# [文章の抜粋]
正社員でもパートでも有給休暇の取得は法律で義務付けられています。与えられる有給日数は勤続期間により異なりますが、経営者は、パート従業員など労働日数が正社員よりも少ない雇用形態でも年次有給休暇を与えなければなりません。この規定に違反すると、労働基準法第119条の定めにより「6ヶ月以下の懲役又は30万円以下の罰金」が会社に課せられることになります。

 

 

 

目次

  1. 1 有給休暇制度の概要
  2. 1-1 正社員に与える有給日数
  3. 1-2 パート社員に与える有給日数
  4. 1-3 計画年休制度
  5. 2 有給休暇には時効がある
  6. 3 不利益取扱いの禁止

 

1 有給休暇制度の概要

厚生労働省によれば、有給休暇とは一定期間働いた労働者に対して休みをとっても賃金が減額されない休暇であり、心身の疲労を回復し、ゆとりある生活を保障するために与えられる休暇と定義されます。

 

 

1-1 正社員※に与える有給日数

経営者は、従業員を雇い入れの日から起算して6ヶ月以上雇い、かつ、従業員が全労働日の8割以上出勤した場合、10日の有給休暇を与えなければなりません。労働日とは就業規則で定めた休日以外の労働義務がある日のことです。

# [取り組む内容]
1. 有給休暇についての文章によると、有給休暇の規定に違反した会社には、労働基準法第119条によってどんな罰則が科されますか。
2. 有給休暇についての文章を、最後の文に続けて書き進めてください。
この後に続く記録は、上の文章とは関係がありません。

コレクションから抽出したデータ
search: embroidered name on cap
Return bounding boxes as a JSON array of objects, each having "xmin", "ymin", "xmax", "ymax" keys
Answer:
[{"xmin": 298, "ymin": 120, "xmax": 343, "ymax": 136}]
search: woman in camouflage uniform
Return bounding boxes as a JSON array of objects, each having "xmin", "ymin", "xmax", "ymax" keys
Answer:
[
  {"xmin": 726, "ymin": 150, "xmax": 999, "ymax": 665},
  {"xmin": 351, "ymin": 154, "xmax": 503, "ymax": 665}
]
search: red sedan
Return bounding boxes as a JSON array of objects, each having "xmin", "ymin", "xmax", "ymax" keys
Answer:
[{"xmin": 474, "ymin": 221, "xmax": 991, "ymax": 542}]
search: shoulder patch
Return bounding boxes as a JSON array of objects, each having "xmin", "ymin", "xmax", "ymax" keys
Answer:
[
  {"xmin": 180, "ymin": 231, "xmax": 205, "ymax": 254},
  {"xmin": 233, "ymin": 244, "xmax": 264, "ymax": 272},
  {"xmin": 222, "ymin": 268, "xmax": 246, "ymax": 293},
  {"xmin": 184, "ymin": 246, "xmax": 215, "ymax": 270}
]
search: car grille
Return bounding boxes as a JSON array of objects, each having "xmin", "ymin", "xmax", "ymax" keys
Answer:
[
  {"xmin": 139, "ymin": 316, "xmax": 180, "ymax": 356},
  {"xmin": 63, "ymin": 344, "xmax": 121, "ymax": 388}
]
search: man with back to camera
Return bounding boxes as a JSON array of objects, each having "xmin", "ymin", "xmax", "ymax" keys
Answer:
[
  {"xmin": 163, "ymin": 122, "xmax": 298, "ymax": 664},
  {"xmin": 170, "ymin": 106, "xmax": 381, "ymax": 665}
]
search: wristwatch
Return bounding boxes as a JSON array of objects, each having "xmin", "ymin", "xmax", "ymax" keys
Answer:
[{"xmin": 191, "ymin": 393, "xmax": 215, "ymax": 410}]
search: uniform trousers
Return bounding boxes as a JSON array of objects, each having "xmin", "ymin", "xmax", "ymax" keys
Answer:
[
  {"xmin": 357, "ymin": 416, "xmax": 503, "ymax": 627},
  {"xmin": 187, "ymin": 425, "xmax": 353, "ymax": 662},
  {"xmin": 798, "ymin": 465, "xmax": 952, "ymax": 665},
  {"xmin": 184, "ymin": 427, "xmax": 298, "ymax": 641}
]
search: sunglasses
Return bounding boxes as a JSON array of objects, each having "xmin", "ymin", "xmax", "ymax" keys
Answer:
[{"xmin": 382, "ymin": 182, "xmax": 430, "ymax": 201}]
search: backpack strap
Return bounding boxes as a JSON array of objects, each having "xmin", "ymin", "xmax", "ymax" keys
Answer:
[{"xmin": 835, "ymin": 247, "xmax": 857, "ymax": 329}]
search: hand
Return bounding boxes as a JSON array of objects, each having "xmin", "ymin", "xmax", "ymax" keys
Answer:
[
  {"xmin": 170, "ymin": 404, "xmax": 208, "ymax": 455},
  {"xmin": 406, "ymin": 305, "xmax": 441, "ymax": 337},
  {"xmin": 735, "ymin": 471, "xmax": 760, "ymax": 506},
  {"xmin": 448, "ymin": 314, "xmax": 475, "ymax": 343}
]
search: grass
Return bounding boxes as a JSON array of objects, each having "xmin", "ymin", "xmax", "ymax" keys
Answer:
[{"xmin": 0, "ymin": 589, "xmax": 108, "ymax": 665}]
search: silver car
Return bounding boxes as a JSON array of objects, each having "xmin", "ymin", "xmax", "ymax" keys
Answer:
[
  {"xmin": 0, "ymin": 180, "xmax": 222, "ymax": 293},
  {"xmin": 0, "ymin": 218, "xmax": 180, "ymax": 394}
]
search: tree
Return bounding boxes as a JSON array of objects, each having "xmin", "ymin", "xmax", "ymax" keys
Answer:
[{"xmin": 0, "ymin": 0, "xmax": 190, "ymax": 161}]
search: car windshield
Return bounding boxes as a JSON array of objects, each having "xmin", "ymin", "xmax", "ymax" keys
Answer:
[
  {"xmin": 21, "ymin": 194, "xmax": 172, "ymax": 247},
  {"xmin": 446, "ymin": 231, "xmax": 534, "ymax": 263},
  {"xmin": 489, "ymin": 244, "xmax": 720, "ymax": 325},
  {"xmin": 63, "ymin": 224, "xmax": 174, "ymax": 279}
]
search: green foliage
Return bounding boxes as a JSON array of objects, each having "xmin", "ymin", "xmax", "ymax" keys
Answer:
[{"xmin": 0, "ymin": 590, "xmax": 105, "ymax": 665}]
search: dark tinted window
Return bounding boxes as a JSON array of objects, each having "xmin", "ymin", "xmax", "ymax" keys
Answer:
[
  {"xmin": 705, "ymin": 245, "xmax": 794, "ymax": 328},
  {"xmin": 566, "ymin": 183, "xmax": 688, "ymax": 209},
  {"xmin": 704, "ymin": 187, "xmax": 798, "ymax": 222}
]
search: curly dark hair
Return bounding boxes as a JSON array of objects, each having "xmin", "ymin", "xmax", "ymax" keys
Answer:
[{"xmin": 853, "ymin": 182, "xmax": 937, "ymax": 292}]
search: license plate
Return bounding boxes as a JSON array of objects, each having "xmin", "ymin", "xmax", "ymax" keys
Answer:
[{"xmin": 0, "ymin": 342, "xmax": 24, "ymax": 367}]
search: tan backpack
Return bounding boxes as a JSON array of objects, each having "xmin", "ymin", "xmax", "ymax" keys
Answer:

# [回答]
1. 6ヶ月以下の懲役又は30万円以下の罰金です。

2.
 

なお、従業員が有給休暇を請求した時季のとおりに経営者は与える必要があります。ただし、従業員が指定した時季が繁忙期など、正常な経営を妨げる可能性がある場合は、他の時季に移すことができます。

 

・正社員の有給休暇日数

勤務期間 休暇日数
6か月 10労働日
1年6か月 11労働日
2年6か月 12労働日
3年6か月 14労働日
4年6か月 16労働日
5年6か月 18労働日
6年6か月以上 20労働日

※ ここでいう正社員とは、週所定労働時間が30時間以上、所定労働日数が週5日以上、または1年間の所定労働日数が217日以上の労働者を指します。

 

また、有給休暇を取っている従業員を、会社の都合で呼び出すことはできません。労働者本人が同意している場合には、呼び出すこともできますが、その場合は年休を取り消して改めて与えることが推奨されます。

 

 

1-2 パート社員に与える有給日数

労働日数が正社員よりも少ないパート社員にも有給休暇を与えなければなりません。付与する日数は次のように定められています。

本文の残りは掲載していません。